__AIM OF THE EXERCISE__. In the text on Geronimo, from which reservation did he escape in September 1881?

CHIRICAHUA APACHE LEADER GERONIMO REPUTEDLY BORN ON THIS DATE

Born in No-Doyohn Canyon, Mexico, Geronimo led 4 raiding parties by the age of 17. While away, Mexican soldiers killed his mother, wife (Alota) and 3 children. He hunted down and killed the soldiers and then fought the Mexican government for a decade. By 1848, the U.S. took the Mexican territory, including Apache areas, settlers followed and war ensued. Geronimo’s father-in-law, Cochise, halted his war in return for a reservation, but the U.S. government reneged after his death. Geronimo renewed the war until captured in 1877. Escaping from the San Carlos Apache reservation in September 1881, he led the last of the Indian wars until surrendering in 1886. He and his band were imprisoned in Florida and Alabama before being settled at Fort Sill, Oklahoma. In 1905, he published his autobiography. He died at Fort Sill after being thrown from his horse in February 1909. On his deathbed, he said, “I should never have surrendered . . . I should have fought until I was the last man alive.”

__MATERIAL PROVIDED__.
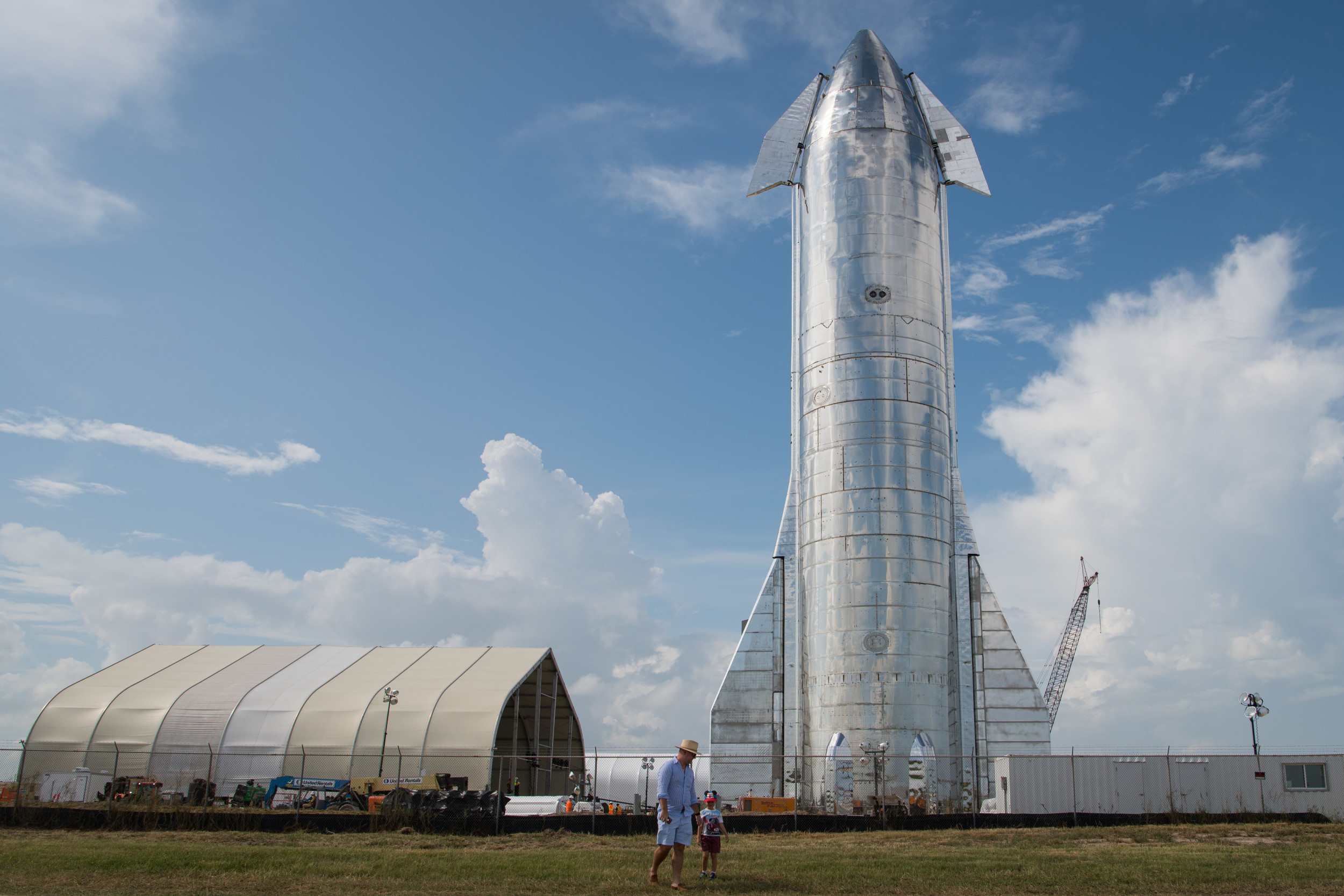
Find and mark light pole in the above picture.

__OUTPUT OF THE EXERCISE__. The San Carlos Apache reservation.